Exercise description
A verbatim copy of all entries is the expected output.

Saved entries:
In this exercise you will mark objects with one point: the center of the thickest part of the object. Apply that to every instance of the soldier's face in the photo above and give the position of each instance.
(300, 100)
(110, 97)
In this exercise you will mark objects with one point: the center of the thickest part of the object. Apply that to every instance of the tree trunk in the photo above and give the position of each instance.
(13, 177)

Result of the task
In this exercise you will mark objects with one point: the center of the thickest part of the object. Apply that to every instance of the soldier's face in the photo above and give the position of each instance.
(300, 100)
(110, 97)
In this exercise you will mark objects with one point: the center of the thickest part of the object. Apply that to every instance of the tree trunk in the photo above and give the position of each instance.
(13, 177)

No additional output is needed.